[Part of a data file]
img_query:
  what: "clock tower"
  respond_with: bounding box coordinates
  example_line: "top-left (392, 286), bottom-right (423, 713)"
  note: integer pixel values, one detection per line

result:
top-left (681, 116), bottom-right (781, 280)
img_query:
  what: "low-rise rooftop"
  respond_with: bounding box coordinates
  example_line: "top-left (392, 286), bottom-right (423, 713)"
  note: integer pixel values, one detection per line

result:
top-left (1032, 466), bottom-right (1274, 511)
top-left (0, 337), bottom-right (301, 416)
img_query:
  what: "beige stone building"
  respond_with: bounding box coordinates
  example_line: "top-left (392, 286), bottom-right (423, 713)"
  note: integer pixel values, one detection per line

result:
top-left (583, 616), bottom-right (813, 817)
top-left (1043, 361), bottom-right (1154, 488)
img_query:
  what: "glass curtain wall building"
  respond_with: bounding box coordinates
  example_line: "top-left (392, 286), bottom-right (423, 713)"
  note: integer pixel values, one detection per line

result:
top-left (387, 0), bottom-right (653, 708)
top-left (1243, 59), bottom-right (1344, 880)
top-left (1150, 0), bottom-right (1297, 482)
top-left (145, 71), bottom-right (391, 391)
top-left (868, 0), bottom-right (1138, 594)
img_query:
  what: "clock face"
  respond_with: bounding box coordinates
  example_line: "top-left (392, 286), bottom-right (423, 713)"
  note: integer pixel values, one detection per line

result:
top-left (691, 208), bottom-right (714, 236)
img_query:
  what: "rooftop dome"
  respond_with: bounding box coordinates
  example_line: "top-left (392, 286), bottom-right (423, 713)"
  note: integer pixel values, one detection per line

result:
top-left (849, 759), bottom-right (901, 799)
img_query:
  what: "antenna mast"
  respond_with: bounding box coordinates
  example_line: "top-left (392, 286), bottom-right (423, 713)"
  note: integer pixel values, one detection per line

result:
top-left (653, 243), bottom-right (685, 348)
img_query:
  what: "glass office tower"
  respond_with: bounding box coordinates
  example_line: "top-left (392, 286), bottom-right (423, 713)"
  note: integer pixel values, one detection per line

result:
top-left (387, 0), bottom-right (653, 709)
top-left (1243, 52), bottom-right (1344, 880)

> [Short exercise]:
Copy these items above line for line without changing anything.

> [Response]:
img_query:
  what: "clock tower"
  respond_with: bounding box coordinates
  example_line: "top-left (392, 286), bottom-right (423, 713)"
  note: integer pixel values, one detection per line

result:
top-left (681, 116), bottom-right (781, 280)
img_query:
  what: "low-rise rooftop"
  respond_with: bounding box coordinates
  example_line: "top-left (392, 286), bottom-right (423, 713)"
  note: integer pixel values, one detection per line

result:
top-left (1032, 466), bottom-right (1274, 511)
top-left (0, 337), bottom-right (301, 416)
img_query:
  what: "beige stone building"
  respond_with: bounding box coordinates
  example_line: "top-left (392, 286), bottom-right (423, 713)"
  note: integer pixel values, one detection per line

result:
top-left (583, 616), bottom-right (813, 817)
top-left (1043, 361), bottom-right (1154, 488)
img_query:
  what: "glass curtain wall building"
  respond_with: bounding box coordinates
  example_line: "top-left (392, 286), bottom-right (423, 713)"
  note: integer pixel values, one detection per line

result:
top-left (387, 0), bottom-right (653, 708)
top-left (1243, 59), bottom-right (1344, 880)
top-left (1150, 0), bottom-right (1297, 482)
top-left (145, 71), bottom-right (391, 391)
top-left (868, 0), bottom-right (1138, 594)
img_query:
  what: "clock face"
  respond_with: bounding box coordinates
  example_line: "top-left (392, 286), bottom-right (423, 713)"
  note: integer pixel values, one detection per line

result:
top-left (691, 208), bottom-right (714, 236)
img_query:
  what: "rooftop dome"
  respond_with: bounding box coordinates
  example_line: "top-left (392, 286), bottom-right (423, 713)"
  note: integer pixel values, one detection per line

result:
top-left (849, 759), bottom-right (901, 799)
img_query:
  what: "antenna mast"
  respond_with: bounding box coordinates
  example_line: "top-left (392, 286), bottom-right (423, 713)"
  note: integer pixel values, one detection per line

result:
top-left (653, 243), bottom-right (685, 348)
img_query:
  what: "glass office tower"
  respond_with: bounding box coordinates
  example_line: "top-left (392, 286), bottom-right (423, 713)"
  note: integer pixel values, one detection per line

result:
top-left (387, 0), bottom-right (653, 709)
top-left (1243, 52), bottom-right (1344, 880)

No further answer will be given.